> **What to do**
Transcribe each of the records below exactly, excluding all pictures.

> **Exercise data**
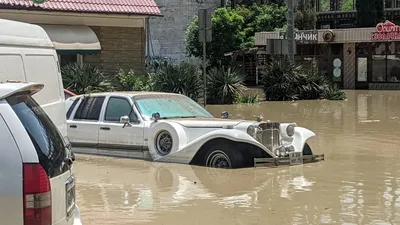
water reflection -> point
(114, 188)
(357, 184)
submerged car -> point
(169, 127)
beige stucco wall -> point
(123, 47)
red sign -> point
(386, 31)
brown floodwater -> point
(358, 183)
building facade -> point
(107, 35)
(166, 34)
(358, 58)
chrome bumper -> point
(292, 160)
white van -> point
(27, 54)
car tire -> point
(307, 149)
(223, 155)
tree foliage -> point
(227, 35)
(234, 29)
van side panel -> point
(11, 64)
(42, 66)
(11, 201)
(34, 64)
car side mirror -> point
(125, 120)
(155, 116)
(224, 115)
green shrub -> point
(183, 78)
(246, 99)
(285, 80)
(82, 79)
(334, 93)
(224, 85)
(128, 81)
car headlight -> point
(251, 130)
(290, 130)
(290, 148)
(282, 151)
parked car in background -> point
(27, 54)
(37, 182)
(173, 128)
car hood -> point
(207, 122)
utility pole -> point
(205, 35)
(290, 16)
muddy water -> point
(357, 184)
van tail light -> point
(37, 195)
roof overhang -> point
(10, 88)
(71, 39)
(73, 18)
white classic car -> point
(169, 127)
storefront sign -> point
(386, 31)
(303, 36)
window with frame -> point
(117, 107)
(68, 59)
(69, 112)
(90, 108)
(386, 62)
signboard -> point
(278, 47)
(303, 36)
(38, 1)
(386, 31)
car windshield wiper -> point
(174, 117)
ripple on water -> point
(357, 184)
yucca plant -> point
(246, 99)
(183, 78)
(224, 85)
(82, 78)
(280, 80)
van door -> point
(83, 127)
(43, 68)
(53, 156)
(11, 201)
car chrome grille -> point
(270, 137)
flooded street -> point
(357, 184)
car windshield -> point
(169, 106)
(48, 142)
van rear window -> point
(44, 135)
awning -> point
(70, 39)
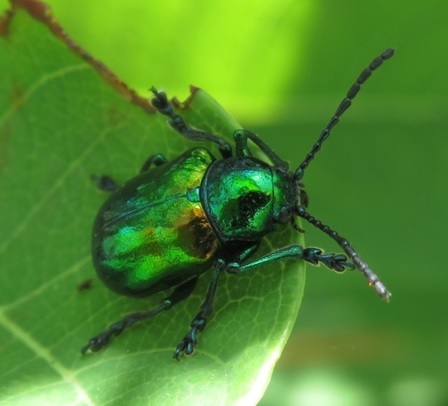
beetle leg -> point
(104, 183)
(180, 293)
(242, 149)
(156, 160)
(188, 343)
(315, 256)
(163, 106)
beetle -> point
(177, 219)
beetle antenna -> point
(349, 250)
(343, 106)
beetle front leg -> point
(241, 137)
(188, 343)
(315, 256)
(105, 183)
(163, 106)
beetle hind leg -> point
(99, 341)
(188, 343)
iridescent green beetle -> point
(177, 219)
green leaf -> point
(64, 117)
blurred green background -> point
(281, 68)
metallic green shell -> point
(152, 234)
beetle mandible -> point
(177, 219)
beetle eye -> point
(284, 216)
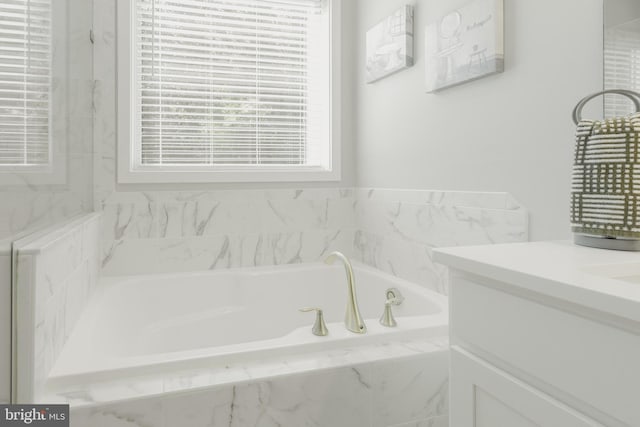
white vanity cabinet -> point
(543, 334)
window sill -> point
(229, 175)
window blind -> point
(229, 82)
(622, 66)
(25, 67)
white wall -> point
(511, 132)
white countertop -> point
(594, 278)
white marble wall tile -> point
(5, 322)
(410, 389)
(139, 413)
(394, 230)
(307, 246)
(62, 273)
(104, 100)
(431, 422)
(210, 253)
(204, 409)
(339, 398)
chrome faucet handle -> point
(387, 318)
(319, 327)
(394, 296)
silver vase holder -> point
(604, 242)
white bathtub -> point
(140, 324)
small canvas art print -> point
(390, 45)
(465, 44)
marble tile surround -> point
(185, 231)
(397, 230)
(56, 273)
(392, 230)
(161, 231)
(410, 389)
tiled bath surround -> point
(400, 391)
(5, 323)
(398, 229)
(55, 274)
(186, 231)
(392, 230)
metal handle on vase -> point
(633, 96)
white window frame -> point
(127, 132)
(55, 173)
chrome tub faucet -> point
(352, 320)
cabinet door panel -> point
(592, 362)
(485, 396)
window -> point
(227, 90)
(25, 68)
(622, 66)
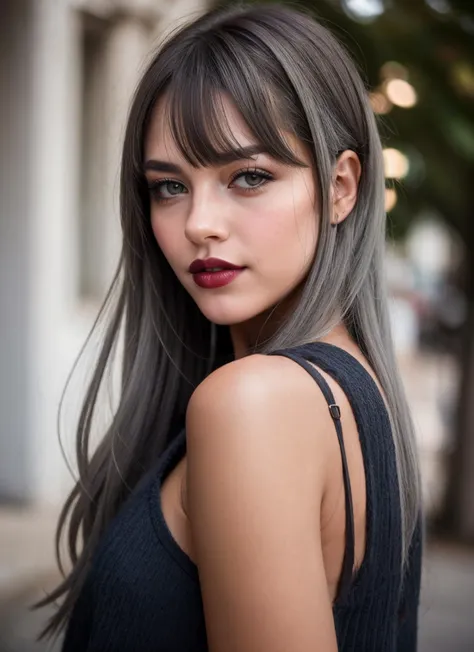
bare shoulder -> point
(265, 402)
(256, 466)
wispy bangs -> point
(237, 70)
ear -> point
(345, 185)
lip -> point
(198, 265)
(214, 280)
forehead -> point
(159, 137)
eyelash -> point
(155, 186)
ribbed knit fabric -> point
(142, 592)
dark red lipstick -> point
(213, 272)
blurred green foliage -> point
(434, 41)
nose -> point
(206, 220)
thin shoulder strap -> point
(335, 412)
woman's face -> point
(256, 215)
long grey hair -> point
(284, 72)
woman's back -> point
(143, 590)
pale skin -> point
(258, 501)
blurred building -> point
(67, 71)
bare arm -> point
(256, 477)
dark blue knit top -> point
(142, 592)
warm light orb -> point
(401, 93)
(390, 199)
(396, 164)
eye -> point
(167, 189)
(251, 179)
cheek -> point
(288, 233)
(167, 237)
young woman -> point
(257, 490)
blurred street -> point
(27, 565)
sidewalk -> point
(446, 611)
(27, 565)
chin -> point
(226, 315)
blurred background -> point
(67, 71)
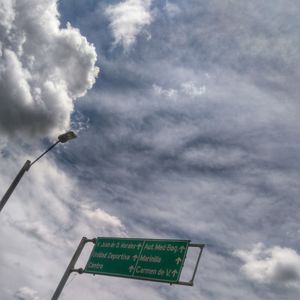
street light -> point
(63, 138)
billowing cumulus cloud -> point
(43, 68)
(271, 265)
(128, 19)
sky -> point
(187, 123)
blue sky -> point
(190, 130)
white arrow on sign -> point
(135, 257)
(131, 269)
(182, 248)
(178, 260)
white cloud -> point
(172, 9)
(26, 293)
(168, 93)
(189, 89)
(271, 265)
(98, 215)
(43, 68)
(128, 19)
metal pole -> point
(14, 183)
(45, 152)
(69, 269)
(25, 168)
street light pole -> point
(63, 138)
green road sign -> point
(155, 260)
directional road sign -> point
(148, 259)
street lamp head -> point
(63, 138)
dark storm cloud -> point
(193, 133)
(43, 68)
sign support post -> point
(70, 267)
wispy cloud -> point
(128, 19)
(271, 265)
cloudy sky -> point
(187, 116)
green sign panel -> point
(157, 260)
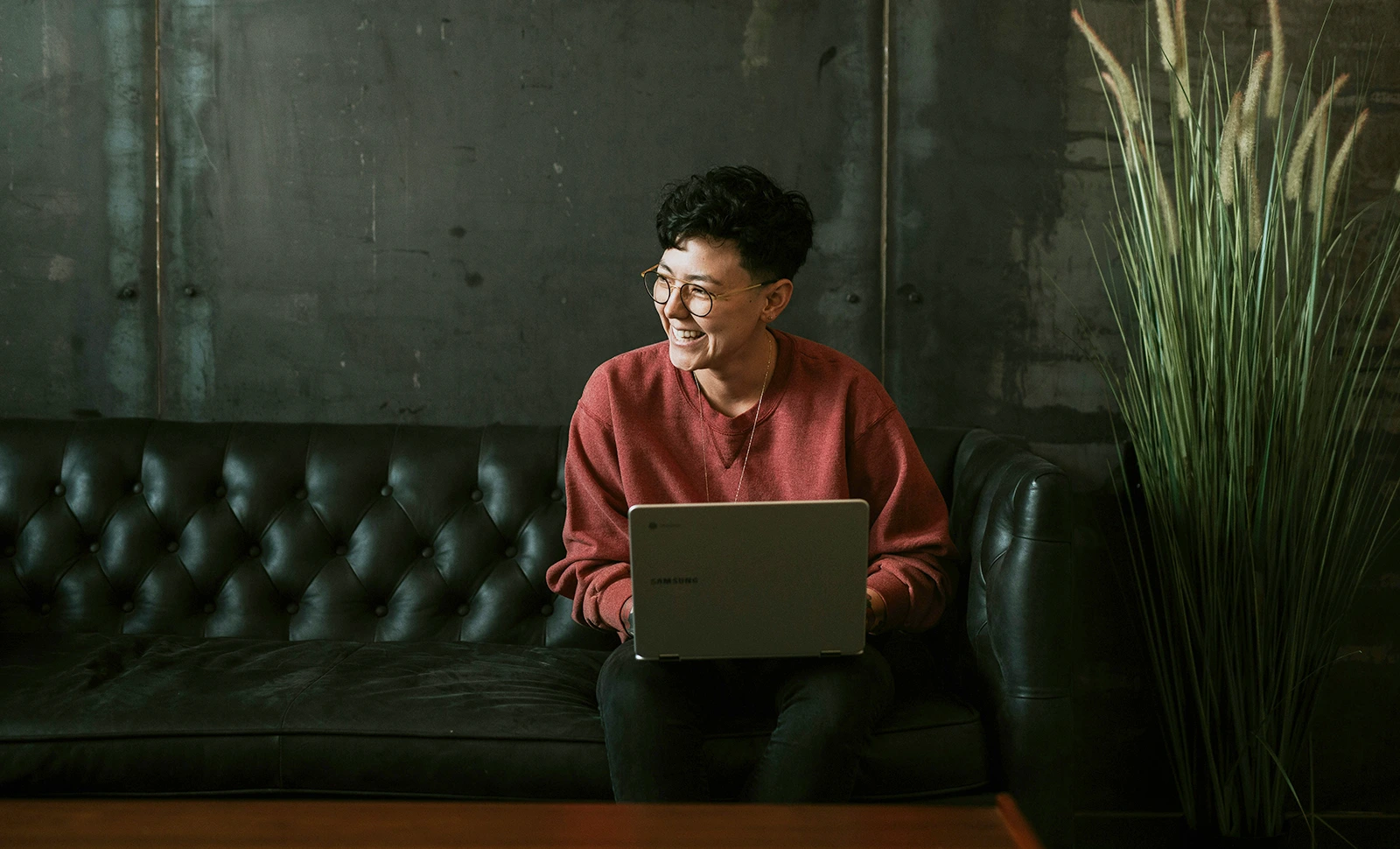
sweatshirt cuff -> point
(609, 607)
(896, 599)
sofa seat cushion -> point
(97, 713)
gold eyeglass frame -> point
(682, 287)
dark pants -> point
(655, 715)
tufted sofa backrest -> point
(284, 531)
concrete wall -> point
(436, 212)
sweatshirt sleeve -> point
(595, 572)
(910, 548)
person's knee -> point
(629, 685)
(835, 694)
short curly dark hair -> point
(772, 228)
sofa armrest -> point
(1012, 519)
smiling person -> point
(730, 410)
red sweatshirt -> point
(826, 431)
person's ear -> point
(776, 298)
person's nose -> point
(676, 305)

> **Finished task**
water reflection -> point
(114, 188)
(357, 184)
submerged car -> point
(169, 127)
beige stucco wall -> point
(123, 47)
red sign -> point
(386, 31)
brown floodwater -> point
(358, 183)
building facade -> point
(107, 35)
(166, 34)
(358, 58)
chrome bumper -> point
(292, 160)
white van -> point
(27, 54)
car tire -> point
(307, 149)
(223, 155)
tree foliage -> point
(227, 35)
(234, 29)
van side panel -> point
(11, 64)
(42, 66)
(11, 201)
(34, 64)
car side mirror -> point
(125, 120)
(155, 116)
(224, 115)
green shrub -> point
(183, 78)
(246, 99)
(285, 80)
(82, 79)
(334, 93)
(224, 85)
(128, 81)
car headlight -> point
(251, 130)
(290, 130)
(290, 148)
(282, 151)
parked car in background -> point
(27, 54)
(37, 182)
(173, 128)
car hood -> point
(207, 122)
utility pole -> point
(205, 35)
(290, 16)
muddy water -> point
(357, 184)
van tail light -> point
(37, 195)
roof overhang -> point
(10, 88)
(71, 39)
(73, 18)
white classic car -> point
(169, 127)
storefront sign -> point
(386, 31)
(303, 36)
window with frame -> point
(117, 107)
(68, 59)
(69, 112)
(90, 108)
(386, 62)
signboard -> point
(278, 47)
(303, 36)
(38, 1)
(386, 31)
car windshield wiper -> point
(174, 117)
ripple on water -> point
(357, 184)
yucca plant -> point
(246, 99)
(183, 78)
(224, 85)
(82, 78)
(280, 80)
van door -> point
(83, 127)
(43, 68)
(53, 156)
(11, 201)
car chrome grille -> point
(270, 137)
flooded street -> point
(357, 184)
car windshield -> point
(169, 106)
(48, 142)
van rear window -> point
(44, 135)
awning -> point
(70, 39)
beetle leg -> point
(104, 183)
(180, 293)
(242, 149)
(156, 160)
(188, 343)
(315, 256)
(163, 106)
beetle -> point
(177, 219)
beetle antenna -> point
(349, 250)
(343, 106)
beetle front leg -> point
(241, 137)
(188, 343)
(315, 256)
(105, 183)
(163, 106)
beetle hind leg -> point
(99, 341)
(188, 343)
iridescent green beetle -> point
(177, 219)
green leaf -> point
(64, 117)
blurred green background -> point
(281, 68)
metallic green shell -> point
(152, 234)
beetle mandible -> point
(177, 219)
beetle eye -> point
(284, 216)
white vanity cabinet -> point
(543, 334)
window sill -> point
(229, 175)
window blind -> point
(229, 82)
(622, 66)
(25, 67)
white wall -> point
(511, 132)
white countertop -> point
(594, 278)
white marble wall tile -> point
(5, 322)
(410, 389)
(139, 413)
(394, 230)
(307, 246)
(62, 273)
(104, 100)
(431, 422)
(210, 253)
(204, 409)
(339, 398)
chrome faucet handle -> point
(387, 318)
(319, 327)
(394, 296)
silver vase holder -> point
(604, 242)
white bathtub -> point
(140, 324)
small canvas art print -> point
(390, 45)
(465, 44)
marble tile surround -> point
(185, 231)
(397, 230)
(56, 273)
(392, 230)
(161, 231)
(410, 389)
tiled bath surround -> point
(400, 391)
(5, 323)
(398, 229)
(55, 274)
(186, 231)
(392, 230)
metal handle on vase -> point
(633, 96)
white window frame -> point
(127, 132)
(55, 173)
chrome tub faucet -> point
(352, 320)
cabinet door panel -> point
(592, 362)
(485, 396)
window -> point
(227, 90)
(25, 68)
(622, 66)
bare shoulder -> point
(265, 402)
(256, 466)
wispy bangs -> point
(237, 70)
ear -> point
(345, 185)
lip -> point
(198, 265)
(214, 280)
forehead -> point
(159, 137)
eyelash -> point
(155, 186)
ribbed knit fabric -> point
(142, 592)
dark red lipstick -> point
(213, 272)
blurred green foliage -> point
(434, 41)
nose -> point
(206, 220)
thin shoulder strap -> point
(335, 412)
woman's face -> point
(256, 215)
long grey hair -> point
(284, 72)
woman's back -> point
(143, 590)
pale skin -> point
(258, 501)
blurred building -> point
(67, 71)
bare arm -> point
(256, 477)
dark blue knit top -> point
(142, 592)
warm light orb -> point
(401, 93)
(390, 199)
(396, 164)
eye -> point
(167, 189)
(251, 179)
cheek -> point
(288, 233)
(167, 237)
young woman -> point
(257, 490)
blurred street -> point
(27, 565)
sidewalk -> point
(446, 611)
(27, 565)
chin -> point
(226, 315)
blurred background -> point
(67, 71)
street light -> point
(63, 138)
billowing cumulus cloud -> point
(43, 68)
(271, 265)
(128, 19)
sky -> point
(187, 123)
blue sky -> point
(190, 130)
white arrow on sign -> point
(135, 257)
(131, 269)
(182, 248)
(178, 260)
white cloud -> point
(172, 9)
(26, 293)
(168, 93)
(189, 89)
(271, 265)
(98, 215)
(43, 68)
(128, 19)
metal pole -> point
(14, 183)
(45, 152)
(69, 269)
(25, 168)
street light pole -> point
(63, 138)
green road sign -> point
(155, 260)
directional road sign -> point
(148, 259)
street lamp head -> point
(63, 138)
dark storm cloud -> point
(193, 133)
(43, 68)
sign support post -> point
(70, 267)
wispy cloud -> point
(128, 19)
(271, 265)
cloudy sky -> point
(187, 116)
green sign panel -> point
(157, 260)
sweatshirt cuff -> point
(609, 607)
(896, 599)
sofa seat cushion -> point
(97, 713)
gold eyeglass frame -> point
(682, 287)
dark pants -> point
(655, 715)
tufted sofa backrest -> point
(284, 531)
concrete wall -> point
(436, 212)
sweatshirt sleeve -> point
(595, 572)
(910, 548)
person's knee -> point
(629, 685)
(835, 694)
short curly dark hair -> point
(772, 228)
sofa armrest -> point
(1012, 519)
smiling person -> point
(730, 410)
red sweatshirt -> point
(826, 431)
person's ear -> point
(776, 298)
person's nose -> point
(676, 305)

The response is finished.